PROBLEM 1 >> Using the reproduction factor text, decide whether each statement agrees with it: (a) a thermal neutron hitting a uranium-235 nucleus yields about three neutrons; (b) fast neutrons are useful for fission; (c) nuclear reactors rely on an uncontrolled fission reaction. Answer yes or no for each and quote the deciding words.
PROBLEM 2 >> According to the reproduction factor text, which smaller nuclei does the uranium split into?
PROBLEM 3 >> Write out the reproduction factor text word for word, everything from "The reproduction factor give" down to "useful for fission.".

Question

For a nuclear reactor to run in critical condition the reproduction factor K should be
A. = 1
B. > 1
C. < 1
D. >> 1

Answer 1

K is the neutron reproduction factor in the nuclear fission of Uranium. If one neutron is incident on a uranium nucleus, it gives K neutrons as the products in the fission reaction

Complete step-by-step answer:
When a slow neutron called thermal neutron with energy in the order of eV hits a Uranium
(235) nucleus, it results in fission of the uranium into smaller nuclei like krypton and Barium along with the production of about three neutrons and massive amounts of energy ( about 177 MeV). This can be written as:
$^{235}_{92} U + n \rightarrow ^{144}_{56} Ba + ^{89}_{36} Kr + 3n + 177 eV$.
If we take some mass of Uranium and one neutron enters this uranium, it will create 3 neutrons as products which will then again hit three different uranium nuclei and so on. Therefore, all the uranium nuclei in the sample will react quickly releasing a massive amount of energy in the form of a blast. But for us, this energy is not useful as it cannot be harnessed for the purpose of energy production. Therefore in nuclear reactors we use a concept of controlled fission reaction. If one uranium reaction will produce one neutron then the reaction will proceed at a favorable pace for energy production.
The reproduction factor give the net change in the number of thermal neutrons from one
generation (reaction) to the next, on the average, each thermal neutron produces K new
thermal neutrons. The critical condition for nuclear reaction of Uranium to sustain for a given
sample is that K = 1

So, the correct answer is “Option A”.

Note: If the reaction produces fast neutrons then the reproduction factor can quickly drop below 1. This means that reproduction factor is a measure of how many thermal neutrons we obtain and not just the number of neutrons. Fast neutrons are not useful for fission.

Dataset entries:
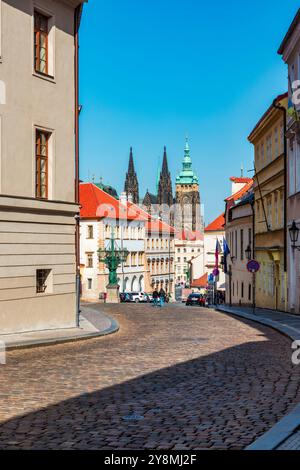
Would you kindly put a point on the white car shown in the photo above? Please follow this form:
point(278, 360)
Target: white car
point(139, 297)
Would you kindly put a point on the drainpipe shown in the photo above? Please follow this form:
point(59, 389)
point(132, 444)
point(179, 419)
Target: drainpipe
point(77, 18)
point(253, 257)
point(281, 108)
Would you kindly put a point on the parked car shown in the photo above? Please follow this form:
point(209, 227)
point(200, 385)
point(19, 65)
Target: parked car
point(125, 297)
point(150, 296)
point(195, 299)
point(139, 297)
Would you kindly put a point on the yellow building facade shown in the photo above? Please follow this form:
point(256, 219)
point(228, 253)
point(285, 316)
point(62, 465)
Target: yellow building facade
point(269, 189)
--
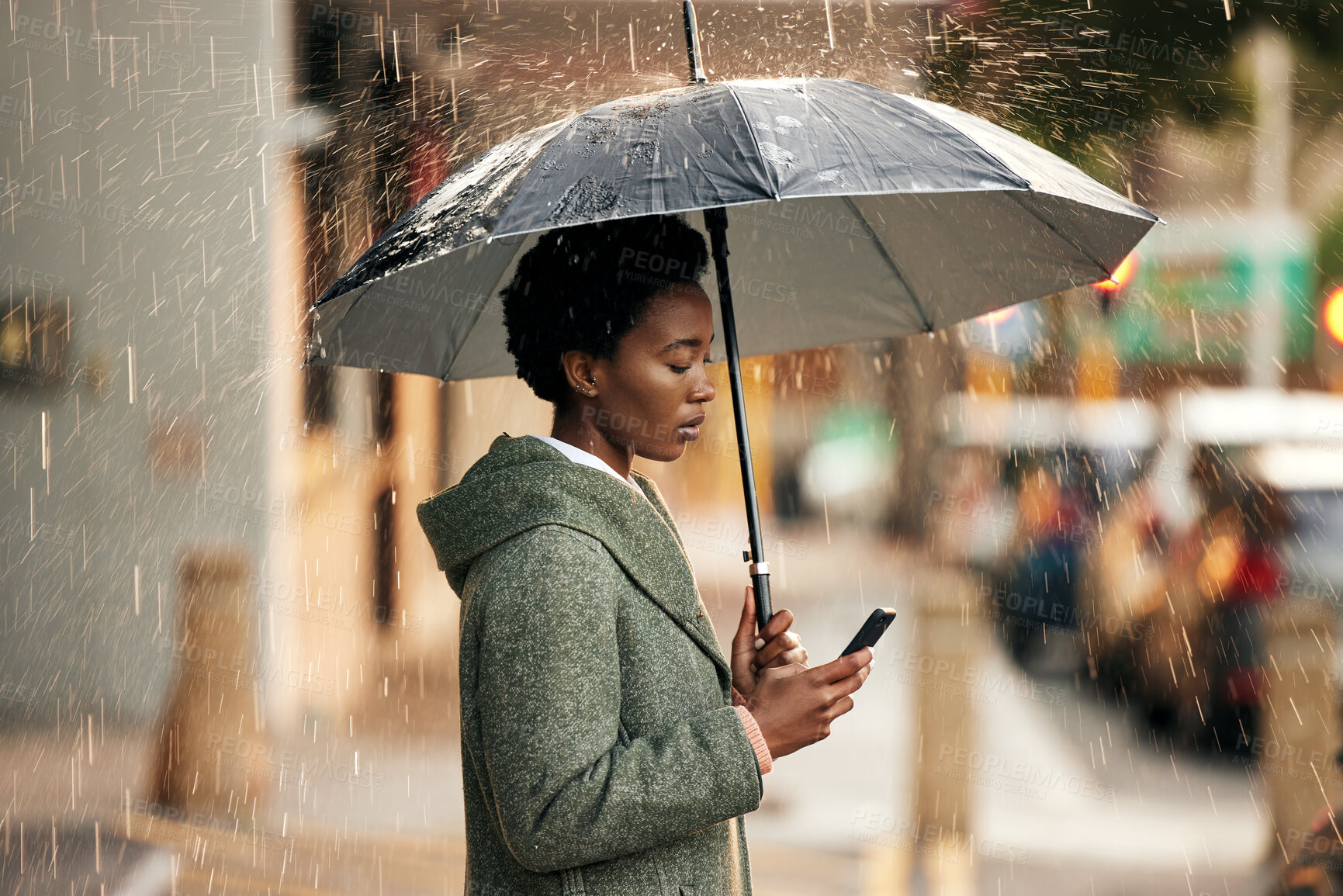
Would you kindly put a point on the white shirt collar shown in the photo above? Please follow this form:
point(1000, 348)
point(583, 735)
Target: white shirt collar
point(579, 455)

EXERCISE SOLUTION 1 >>
(a) Yes: "along with the production of about three neutrons"
(b) No: "Fast neutrons are not useful for fission."
(c) No: "Therefore in nuclear reactors we use a concept of controlled fission reaction."

EXERCISE SOLUTION 2 >> Krypton and barium.

EXERCISE SOLUTION 3 >>
The reproduction factor give the net change in the number of thermal neutrons from one
generation (reaction) to the next, on the average, each thermal neutron produces K new
thermal neutrons. The critical condition for nuclear reaction of Uranium to sustain for a given
sample is that K = 1

So, the correct answer is “Option A”.

Note: If the reaction produces fast neutrons then the reproduction factor can quickly drop below 1. This means that reproduction factor is a measure of how many thermal neutrons we obtain and not just the number of neutrons. Fast neutrons are not useful for fission.